> _THE PROBLEM_:
Reformat the records, from their first line through the line containing "[94, 104, 530, 112]", as a numbered list, omitting blank lines.

> _PROVIDED RECORDS_:
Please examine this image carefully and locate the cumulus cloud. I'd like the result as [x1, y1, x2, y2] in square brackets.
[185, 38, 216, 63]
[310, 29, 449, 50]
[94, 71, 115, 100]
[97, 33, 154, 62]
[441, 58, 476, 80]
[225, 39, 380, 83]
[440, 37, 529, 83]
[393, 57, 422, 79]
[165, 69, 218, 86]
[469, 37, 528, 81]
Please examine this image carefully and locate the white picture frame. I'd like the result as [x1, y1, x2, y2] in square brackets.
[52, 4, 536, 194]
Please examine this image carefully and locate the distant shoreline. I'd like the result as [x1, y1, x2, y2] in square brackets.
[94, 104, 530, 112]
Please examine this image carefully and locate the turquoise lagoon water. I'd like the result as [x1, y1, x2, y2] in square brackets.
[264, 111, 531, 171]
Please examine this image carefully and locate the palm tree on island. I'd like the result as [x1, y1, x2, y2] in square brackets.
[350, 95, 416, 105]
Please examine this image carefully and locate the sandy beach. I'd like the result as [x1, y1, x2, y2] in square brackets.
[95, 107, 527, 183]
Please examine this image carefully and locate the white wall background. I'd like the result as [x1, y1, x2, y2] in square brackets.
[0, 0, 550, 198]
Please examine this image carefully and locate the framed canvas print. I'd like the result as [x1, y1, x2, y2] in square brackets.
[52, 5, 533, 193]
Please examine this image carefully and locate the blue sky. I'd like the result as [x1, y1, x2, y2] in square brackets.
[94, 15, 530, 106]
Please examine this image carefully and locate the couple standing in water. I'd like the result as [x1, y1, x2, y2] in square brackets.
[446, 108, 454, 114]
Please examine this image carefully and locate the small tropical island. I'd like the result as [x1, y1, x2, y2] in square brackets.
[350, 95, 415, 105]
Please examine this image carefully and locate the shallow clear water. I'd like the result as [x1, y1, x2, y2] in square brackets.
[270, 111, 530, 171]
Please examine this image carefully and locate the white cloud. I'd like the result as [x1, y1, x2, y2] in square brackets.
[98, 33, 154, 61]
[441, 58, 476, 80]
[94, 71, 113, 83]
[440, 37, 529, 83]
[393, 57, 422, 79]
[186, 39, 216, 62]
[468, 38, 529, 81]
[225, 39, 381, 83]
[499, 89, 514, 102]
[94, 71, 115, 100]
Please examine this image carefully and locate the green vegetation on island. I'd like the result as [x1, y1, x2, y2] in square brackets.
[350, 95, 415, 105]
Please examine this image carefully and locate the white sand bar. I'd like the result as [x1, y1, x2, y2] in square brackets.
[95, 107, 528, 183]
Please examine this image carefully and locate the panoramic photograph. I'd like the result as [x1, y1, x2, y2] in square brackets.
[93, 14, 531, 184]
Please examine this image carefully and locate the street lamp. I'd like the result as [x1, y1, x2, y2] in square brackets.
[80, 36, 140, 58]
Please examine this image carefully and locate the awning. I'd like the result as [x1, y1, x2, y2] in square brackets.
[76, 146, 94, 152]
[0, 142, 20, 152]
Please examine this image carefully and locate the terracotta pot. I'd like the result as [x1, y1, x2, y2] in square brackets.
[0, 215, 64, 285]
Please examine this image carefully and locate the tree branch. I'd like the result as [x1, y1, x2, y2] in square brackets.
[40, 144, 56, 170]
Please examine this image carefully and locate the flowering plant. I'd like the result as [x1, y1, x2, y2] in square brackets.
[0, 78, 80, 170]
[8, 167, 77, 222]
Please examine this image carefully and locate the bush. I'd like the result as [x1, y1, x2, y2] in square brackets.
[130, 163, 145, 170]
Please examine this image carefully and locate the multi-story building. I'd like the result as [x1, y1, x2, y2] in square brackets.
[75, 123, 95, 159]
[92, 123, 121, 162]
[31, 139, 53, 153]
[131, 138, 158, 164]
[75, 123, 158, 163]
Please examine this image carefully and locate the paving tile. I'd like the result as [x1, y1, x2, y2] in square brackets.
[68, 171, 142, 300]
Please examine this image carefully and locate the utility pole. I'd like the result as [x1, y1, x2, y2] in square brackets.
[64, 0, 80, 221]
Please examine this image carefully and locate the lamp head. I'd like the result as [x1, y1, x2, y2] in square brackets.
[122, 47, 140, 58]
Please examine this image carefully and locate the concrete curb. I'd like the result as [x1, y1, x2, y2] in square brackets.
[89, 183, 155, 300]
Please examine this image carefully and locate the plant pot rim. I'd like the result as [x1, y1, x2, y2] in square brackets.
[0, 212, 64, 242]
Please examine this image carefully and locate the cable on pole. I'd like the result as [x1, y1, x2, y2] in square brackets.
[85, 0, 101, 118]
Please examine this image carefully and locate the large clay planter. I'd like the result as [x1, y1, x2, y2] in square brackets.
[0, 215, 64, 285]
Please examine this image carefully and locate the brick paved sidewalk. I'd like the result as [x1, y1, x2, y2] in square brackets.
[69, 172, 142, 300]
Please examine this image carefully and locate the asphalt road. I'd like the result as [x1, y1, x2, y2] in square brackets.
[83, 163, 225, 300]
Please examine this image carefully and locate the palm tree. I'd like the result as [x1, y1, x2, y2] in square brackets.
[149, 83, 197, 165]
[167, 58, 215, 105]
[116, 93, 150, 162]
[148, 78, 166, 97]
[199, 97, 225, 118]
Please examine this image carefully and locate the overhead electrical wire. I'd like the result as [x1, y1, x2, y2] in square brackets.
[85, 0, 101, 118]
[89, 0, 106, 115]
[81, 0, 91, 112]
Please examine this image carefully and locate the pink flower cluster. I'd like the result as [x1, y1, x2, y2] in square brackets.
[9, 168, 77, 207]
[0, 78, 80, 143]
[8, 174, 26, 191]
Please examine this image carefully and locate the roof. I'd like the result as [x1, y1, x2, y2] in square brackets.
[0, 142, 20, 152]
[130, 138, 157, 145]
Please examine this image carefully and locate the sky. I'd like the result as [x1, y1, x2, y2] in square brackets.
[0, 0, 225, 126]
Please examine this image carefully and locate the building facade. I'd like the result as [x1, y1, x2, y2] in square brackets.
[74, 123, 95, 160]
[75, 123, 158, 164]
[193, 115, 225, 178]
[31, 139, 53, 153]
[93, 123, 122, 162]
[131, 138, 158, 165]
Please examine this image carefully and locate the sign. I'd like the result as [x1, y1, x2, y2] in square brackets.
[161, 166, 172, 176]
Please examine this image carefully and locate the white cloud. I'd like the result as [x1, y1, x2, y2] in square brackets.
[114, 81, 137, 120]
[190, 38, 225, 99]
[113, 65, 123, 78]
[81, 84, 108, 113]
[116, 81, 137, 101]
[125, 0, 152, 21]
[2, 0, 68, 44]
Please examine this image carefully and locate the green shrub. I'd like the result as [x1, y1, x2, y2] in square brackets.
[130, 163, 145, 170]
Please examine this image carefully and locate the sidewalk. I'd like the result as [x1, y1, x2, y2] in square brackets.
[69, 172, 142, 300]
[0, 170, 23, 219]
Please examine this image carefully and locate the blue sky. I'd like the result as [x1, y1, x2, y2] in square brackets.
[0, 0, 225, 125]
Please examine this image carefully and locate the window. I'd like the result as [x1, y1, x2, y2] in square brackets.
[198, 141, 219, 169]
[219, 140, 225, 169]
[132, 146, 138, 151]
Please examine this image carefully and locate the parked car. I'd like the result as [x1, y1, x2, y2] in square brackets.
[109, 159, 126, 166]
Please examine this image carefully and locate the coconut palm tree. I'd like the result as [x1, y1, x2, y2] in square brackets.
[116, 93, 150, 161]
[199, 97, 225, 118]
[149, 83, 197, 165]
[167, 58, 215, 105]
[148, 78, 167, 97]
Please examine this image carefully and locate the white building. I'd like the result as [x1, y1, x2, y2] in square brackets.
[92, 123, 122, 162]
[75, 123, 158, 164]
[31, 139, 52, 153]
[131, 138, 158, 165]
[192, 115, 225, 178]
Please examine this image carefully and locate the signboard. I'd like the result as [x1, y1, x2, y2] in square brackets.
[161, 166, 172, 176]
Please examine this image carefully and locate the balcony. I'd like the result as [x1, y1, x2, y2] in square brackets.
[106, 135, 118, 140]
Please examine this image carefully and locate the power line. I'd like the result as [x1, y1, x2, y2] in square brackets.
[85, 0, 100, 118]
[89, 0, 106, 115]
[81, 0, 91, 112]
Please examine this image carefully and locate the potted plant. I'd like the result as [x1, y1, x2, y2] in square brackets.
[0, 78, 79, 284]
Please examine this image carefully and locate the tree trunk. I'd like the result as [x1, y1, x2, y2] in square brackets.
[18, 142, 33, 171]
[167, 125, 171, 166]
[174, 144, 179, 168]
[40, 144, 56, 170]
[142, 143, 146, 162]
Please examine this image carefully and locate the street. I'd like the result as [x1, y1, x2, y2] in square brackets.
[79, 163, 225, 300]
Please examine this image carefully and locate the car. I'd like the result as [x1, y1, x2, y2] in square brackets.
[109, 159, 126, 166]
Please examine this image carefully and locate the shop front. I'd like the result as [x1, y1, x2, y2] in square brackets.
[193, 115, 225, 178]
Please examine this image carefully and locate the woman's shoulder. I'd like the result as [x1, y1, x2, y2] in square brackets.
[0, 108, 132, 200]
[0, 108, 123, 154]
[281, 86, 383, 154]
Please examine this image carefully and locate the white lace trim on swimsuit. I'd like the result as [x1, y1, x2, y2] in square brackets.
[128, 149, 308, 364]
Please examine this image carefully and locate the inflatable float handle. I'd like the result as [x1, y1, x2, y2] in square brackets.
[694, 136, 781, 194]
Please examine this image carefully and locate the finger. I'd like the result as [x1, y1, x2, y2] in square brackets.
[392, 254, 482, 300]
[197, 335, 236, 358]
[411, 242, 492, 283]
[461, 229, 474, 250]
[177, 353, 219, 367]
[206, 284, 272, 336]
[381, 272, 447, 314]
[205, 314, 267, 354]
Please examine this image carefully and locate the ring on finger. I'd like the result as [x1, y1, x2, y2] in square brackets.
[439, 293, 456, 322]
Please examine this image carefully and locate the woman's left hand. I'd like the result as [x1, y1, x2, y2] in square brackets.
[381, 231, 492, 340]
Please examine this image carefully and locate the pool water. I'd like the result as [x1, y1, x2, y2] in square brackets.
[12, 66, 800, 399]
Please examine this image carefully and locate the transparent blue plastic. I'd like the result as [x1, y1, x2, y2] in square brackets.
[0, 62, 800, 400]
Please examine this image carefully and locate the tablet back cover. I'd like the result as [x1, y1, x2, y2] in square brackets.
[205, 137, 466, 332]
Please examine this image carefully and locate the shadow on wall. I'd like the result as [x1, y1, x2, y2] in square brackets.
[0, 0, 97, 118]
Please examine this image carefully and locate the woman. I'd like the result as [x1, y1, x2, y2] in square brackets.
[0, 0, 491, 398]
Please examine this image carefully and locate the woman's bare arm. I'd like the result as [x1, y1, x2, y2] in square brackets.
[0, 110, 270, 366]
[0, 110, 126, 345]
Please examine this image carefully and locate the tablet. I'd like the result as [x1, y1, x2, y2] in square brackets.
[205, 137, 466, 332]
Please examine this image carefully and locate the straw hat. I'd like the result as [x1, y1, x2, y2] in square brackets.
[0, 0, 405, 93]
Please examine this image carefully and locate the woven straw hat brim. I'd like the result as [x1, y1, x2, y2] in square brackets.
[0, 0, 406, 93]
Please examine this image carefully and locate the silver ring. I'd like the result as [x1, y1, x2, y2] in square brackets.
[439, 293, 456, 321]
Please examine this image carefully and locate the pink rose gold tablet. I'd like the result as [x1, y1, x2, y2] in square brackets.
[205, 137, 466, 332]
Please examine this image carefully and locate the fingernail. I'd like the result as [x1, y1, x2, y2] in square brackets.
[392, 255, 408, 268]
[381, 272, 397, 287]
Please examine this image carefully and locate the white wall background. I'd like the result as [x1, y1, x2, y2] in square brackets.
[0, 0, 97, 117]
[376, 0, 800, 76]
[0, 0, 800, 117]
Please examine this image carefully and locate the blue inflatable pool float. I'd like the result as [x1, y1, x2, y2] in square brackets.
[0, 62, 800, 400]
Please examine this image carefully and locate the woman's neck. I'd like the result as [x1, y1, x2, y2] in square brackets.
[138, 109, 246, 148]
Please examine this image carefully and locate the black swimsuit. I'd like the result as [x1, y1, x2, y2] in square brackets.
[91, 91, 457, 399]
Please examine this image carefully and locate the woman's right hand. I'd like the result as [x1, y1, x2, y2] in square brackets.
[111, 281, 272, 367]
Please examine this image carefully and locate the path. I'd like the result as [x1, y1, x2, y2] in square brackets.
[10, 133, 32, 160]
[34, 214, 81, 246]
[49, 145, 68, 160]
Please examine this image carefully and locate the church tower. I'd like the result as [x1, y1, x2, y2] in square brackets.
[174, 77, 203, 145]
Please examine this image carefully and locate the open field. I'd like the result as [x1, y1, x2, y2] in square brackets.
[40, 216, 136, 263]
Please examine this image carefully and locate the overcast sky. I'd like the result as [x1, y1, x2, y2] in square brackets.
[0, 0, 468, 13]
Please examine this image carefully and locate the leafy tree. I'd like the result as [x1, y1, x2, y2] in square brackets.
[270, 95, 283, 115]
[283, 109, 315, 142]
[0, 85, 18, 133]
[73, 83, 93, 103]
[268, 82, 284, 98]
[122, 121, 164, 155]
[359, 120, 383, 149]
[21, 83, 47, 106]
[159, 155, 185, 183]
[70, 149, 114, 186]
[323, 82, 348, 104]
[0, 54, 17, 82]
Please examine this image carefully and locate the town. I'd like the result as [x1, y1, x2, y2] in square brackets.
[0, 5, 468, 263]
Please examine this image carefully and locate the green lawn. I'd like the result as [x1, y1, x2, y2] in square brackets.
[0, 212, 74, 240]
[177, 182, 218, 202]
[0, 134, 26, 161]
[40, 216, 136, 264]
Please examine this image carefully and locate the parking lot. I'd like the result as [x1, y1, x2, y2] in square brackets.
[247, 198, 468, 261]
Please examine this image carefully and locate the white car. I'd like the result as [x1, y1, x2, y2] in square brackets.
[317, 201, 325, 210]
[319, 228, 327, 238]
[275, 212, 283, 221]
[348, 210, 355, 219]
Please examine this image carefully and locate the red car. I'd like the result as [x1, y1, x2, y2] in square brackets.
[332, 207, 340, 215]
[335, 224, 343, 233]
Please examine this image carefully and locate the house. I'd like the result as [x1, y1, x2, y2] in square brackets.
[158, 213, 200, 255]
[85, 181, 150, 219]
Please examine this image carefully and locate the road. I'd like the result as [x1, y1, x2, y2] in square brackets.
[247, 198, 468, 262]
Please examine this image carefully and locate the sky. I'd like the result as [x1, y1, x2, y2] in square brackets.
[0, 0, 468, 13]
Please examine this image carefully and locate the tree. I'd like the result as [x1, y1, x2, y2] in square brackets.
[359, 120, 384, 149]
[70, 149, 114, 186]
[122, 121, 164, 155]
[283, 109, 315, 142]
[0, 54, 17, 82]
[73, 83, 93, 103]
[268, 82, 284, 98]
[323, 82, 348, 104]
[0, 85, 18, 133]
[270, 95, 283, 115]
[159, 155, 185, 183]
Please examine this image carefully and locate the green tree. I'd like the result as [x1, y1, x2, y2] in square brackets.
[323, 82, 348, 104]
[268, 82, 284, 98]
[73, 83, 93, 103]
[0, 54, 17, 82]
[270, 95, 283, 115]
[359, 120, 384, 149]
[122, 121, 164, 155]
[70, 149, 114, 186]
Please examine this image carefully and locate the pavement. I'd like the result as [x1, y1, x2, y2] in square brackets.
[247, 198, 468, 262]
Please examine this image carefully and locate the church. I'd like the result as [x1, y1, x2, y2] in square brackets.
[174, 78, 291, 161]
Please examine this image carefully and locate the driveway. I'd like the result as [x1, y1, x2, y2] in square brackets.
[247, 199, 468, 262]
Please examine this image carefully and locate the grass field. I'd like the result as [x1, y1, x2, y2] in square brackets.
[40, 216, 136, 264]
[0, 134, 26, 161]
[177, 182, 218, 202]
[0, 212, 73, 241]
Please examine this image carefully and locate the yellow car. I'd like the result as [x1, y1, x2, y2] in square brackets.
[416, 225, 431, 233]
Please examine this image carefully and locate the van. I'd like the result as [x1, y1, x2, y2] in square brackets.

> _RESPONSE TO THIS TASK_:
1. Please examine this image carefully and locate the cumulus cloud. I'd like the result as [x1, y1, x2, y2] in square brackets.
2. [185, 38, 216, 63]
3. [310, 29, 449, 50]
4. [94, 71, 115, 100]
5. [97, 33, 154, 62]
6. [441, 58, 476, 80]
7. [225, 39, 380, 83]
8. [440, 37, 529, 83]
9. [393, 57, 422, 79]
10. [165, 69, 218, 86]
11. [469, 37, 528, 81]
12. Please examine this image carefully and locate the white picture frame. I'd like the result as [x1, y1, x2, y2] in square brackets.
13. [52, 4, 536, 194]
14. Please examine this image carefully and locate the distant shoreline. I'd like the result as [x1, y1, x2, y2] in square brackets.
15. [94, 104, 530, 112]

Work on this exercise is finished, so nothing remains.